Challenge: Transcribe each record below word for word.
----- Provided entries
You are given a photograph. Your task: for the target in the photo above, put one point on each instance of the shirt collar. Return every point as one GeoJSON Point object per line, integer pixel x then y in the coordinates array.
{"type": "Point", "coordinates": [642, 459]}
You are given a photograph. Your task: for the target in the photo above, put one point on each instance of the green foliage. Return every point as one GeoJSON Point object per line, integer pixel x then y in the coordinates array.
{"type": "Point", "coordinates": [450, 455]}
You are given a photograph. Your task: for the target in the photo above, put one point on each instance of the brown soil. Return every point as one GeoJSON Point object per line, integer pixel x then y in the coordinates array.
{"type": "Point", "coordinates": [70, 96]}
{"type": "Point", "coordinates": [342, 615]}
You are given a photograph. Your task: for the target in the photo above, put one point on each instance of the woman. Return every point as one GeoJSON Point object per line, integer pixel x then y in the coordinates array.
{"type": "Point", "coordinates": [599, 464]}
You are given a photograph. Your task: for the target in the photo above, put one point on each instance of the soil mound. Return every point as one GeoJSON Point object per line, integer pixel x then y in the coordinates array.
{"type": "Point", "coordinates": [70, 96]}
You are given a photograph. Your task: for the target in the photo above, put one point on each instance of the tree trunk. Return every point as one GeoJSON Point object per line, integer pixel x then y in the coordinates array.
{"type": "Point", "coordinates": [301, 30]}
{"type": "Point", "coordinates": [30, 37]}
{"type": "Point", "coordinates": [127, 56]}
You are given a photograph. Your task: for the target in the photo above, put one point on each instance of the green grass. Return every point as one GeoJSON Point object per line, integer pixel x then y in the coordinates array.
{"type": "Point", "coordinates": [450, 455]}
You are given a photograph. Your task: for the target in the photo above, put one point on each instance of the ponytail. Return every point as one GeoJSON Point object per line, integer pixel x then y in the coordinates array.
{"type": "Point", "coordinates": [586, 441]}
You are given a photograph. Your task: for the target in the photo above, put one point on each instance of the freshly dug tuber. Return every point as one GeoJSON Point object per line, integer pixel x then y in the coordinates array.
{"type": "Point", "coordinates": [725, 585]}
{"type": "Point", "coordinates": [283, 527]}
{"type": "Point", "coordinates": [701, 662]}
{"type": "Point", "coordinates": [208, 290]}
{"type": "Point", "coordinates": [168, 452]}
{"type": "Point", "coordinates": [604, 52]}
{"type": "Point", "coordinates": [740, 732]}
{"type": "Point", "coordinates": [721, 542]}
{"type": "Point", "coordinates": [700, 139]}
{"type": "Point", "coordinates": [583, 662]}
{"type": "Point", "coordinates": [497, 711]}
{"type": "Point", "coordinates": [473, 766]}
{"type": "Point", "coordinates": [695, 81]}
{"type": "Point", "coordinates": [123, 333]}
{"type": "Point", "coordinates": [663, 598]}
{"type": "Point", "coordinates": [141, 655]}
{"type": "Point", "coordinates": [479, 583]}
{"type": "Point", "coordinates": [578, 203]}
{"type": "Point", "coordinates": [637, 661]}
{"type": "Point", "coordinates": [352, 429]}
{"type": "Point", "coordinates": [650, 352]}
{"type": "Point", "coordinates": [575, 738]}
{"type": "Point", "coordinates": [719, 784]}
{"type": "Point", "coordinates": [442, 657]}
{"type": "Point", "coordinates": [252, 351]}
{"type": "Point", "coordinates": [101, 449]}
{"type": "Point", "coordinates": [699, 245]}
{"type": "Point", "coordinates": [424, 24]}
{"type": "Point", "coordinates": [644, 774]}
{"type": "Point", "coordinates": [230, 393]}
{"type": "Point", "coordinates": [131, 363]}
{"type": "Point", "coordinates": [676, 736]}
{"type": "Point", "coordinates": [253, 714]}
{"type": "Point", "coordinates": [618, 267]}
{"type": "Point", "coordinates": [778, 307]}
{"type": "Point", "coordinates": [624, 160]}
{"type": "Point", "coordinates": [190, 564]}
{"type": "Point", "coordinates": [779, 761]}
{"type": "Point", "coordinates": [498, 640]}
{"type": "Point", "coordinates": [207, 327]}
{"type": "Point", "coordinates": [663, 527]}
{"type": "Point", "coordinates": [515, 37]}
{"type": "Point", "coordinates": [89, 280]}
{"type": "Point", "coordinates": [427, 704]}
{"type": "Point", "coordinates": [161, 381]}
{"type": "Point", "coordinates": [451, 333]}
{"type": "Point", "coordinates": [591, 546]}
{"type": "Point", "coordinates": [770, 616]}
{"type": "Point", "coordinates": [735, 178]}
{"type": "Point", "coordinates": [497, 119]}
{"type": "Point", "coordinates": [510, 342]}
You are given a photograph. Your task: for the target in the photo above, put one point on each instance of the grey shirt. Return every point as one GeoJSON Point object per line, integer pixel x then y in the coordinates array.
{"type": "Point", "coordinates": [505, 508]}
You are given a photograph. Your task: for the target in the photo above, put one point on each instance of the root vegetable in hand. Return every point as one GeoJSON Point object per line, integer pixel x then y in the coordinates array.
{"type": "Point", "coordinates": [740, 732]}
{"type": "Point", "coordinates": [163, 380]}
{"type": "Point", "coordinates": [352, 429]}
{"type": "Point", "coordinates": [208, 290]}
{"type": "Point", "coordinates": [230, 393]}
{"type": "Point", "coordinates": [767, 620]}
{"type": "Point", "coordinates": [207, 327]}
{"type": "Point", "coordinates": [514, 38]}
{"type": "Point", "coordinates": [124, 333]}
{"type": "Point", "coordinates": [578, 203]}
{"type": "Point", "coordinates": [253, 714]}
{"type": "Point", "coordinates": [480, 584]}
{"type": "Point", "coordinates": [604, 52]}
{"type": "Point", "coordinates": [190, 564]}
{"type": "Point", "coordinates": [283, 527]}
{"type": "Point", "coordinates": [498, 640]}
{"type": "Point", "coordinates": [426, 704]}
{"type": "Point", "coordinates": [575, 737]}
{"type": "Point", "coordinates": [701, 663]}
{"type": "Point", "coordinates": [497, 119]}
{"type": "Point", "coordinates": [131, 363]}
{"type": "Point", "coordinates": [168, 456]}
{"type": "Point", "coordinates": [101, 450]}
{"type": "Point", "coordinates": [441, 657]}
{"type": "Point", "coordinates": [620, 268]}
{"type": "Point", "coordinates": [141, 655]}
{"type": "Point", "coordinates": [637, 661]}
----------
Exercise output:
You are given a photograph. Your task: for the target in the photo above, put one point on each instance of the shirt collar. Return every point as one GeoJSON Point object per line, integer pixel x then y in the coordinates array.
{"type": "Point", "coordinates": [642, 459]}
You are given a photograph. Your task: for the target in the photo above, put one point on each instance of the green foliage. Return every point as one GeoJSON Point object per line, integer pixel x then y in the coordinates array.
{"type": "Point", "coordinates": [450, 455]}
You are given a photograph. Your task: for the target in the photo above, put one point on each instance of the brown soil. Return every point as one GeoJSON Point object per line, integer pixel x then y in the coordinates array.
{"type": "Point", "coordinates": [70, 96]}
{"type": "Point", "coordinates": [342, 615]}
You are given a photograph. Your task: for the target in the photo above, put one point on each instance of the woman. Return every point as one GeoJSON Point object per line, integer pixel x then y in the coordinates array.
{"type": "Point", "coordinates": [599, 464]}
You are given a photograph. Your task: for the target in the photo above, put one point on each instance of the soil mound. Return every point as one GeoJSON Point object per line, integer pixel x then y in the coordinates array.
{"type": "Point", "coordinates": [70, 96]}
You are given a photograph. Your task: for the target in the photo above, put one point on each instance of the tree trunk. Return every point as one GeoJSON Point object per line, integer pixel x then y in the coordinates array.
{"type": "Point", "coordinates": [301, 30]}
{"type": "Point", "coordinates": [30, 37]}
{"type": "Point", "coordinates": [127, 56]}
You are given a photograph. Your task: for the target in the photo above, put one point on each instance of the green grass. Return every point as one GeoJSON Point object per line, integer pixel x then y in the coordinates array.
{"type": "Point", "coordinates": [450, 455]}
You are given a photograph. Your task: for the target in the photo above, put one point on each instance of the ponytail. Return every point as one GeoJSON Point object per line, integer pixel x then y in the coordinates array.
{"type": "Point", "coordinates": [586, 441]}
You are given a photograph. Your task: for the target in the photo above, put one point on each instance of the freshly dug tuber. Return every point as one GeoJSON Point object per line, integer pixel x then y in the coordinates array.
{"type": "Point", "coordinates": [725, 585]}
{"type": "Point", "coordinates": [283, 527]}
{"type": "Point", "coordinates": [701, 662]}
{"type": "Point", "coordinates": [208, 290]}
{"type": "Point", "coordinates": [168, 452]}
{"type": "Point", "coordinates": [604, 52]}
{"type": "Point", "coordinates": [740, 732]}
{"type": "Point", "coordinates": [721, 542]}
{"type": "Point", "coordinates": [700, 139]}
{"type": "Point", "coordinates": [583, 662]}
{"type": "Point", "coordinates": [497, 711]}
{"type": "Point", "coordinates": [473, 766]}
{"type": "Point", "coordinates": [695, 81]}
{"type": "Point", "coordinates": [123, 333]}
{"type": "Point", "coordinates": [663, 598]}
{"type": "Point", "coordinates": [141, 655]}
{"type": "Point", "coordinates": [479, 583]}
{"type": "Point", "coordinates": [578, 203]}
{"type": "Point", "coordinates": [637, 661]}
{"type": "Point", "coordinates": [352, 429]}
{"type": "Point", "coordinates": [650, 352]}
{"type": "Point", "coordinates": [575, 738]}
{"type": "Point", "coordinates": [719, 784]}
{"type": "Point", "coordinates": [442, 657]}
{"type": "Point", "coordinates": [252, 351]}
{"type": "Point", "coordinates": [101, 449]}
{"type": "Point", "coordinates": [699, 245]}
{"type": "Point", "coordinates": [424, 24]}
{"type": "Point", "coordinates": [644, 774]}
{"type": "Point", "coordinates": [230, 393]}
{"type": "Point", "coordinates": [131, 363]}
{"type": "Point", "coordinates": [676, 736]}
{"type": "Point", "coordinates": [253, 714]}
{"type": "Point", "coordinates": [618, 267]}
{"type": "Point", "coordinates": [778, 307]}
{"type": "Point", "coordinates": [624, 160]}
{"type": "Point", "coordinates": [190, 564]}
{"type": "Point", "coordinates": [779, 761]}
{"type": "Point", "coordinates": [498, 640]}
{"type": "Point", "coordinates": [207, 327]}
{"type": "Point", "coordinates": [663, 527]}
{"type": "Point", "coordinates": [515, 37]}
{"type": "Point", "coordinates": [89, 280]}
{"type": "Point", "coordinates": [427, 704]}
{"type": "Point", "coordinates": [161, 381]}
{"type": "Point", "coordinates": [451, 333]}
{"type": "Point", "coordinates": [591, 546]}
{"type": "Point", "coordinates": [770, 616]}
{"type": "Point", "coordinates": [735, 178]}
{"type": "Point", "coordinates": [497, 119]}
{"type": "Point", "coordinates": [510, 342]}
You are given a photograph. Your task: for the target in the photo above, put one point on each instance of the grey shirt. Return every point as one GeoJSON Point object per line, integer pixel x then y in the coordinates array.
{"type": "Point", "coordinates": [505, 508]}
You are given a photograph. Your task: for the target in the photo above, put one point on each instance of the root vegetable in hand. Return every point as one GeoJSON Point object per line, integer pixel x then y in the coordinates array.
{"type": "Point", "coordinates": [740, 732]}
{"type": "Point", "coordinates": [163, 380]}
{"type": "Point", "coordinates": [352, 429]}
{"type": "Point", "coordinates": [208, 290]}
{"type": "Point", "coordinates": [230, 393]}
{"type": "Point", "coordinates": [767, 620]}
{"type": "Point", "coordinates": [207, 327]}
{"type": "Point", "coordinates": [514, 38]}
{"type": "Point", "coordinates": [124, 333]}
{"type": "Point", "coordinates": [578, 203]}
{"type": "Point", "coordinates": [253, 714]}
{"type": "Point", "coordinates": [480, 584]}
{"type": "Point", "coordinates": [604, 52]}
{"type": "Point", "coordinates": [190, 564]}
{"type": "Point", "coordinates": [283, 527]}
{"type": "Point", "coordinates": [498, 640]}
{"type": "Point", "coordinates": [426, 704]}
{"type": "Point", "coordinates": [575, 737]}
{"type": "Point", "coordinates": [701, 663]}
{"type": "Point", "coordinates": [497, 119]}
{"type": "Point", "coordinates": [131, 363]}
{"type": "Point", "coordinates": [168, 456]}
{"type": "Point", "coordinates": [101, 450]}
{"type": "Point", "coordinates": [441, 657]}
{"type": "Point", "coordinates": [620, 268]}
{"type": "Point", "coordinates": [141, 655]}
{"type": "Point", "coordinates": [637, 661]}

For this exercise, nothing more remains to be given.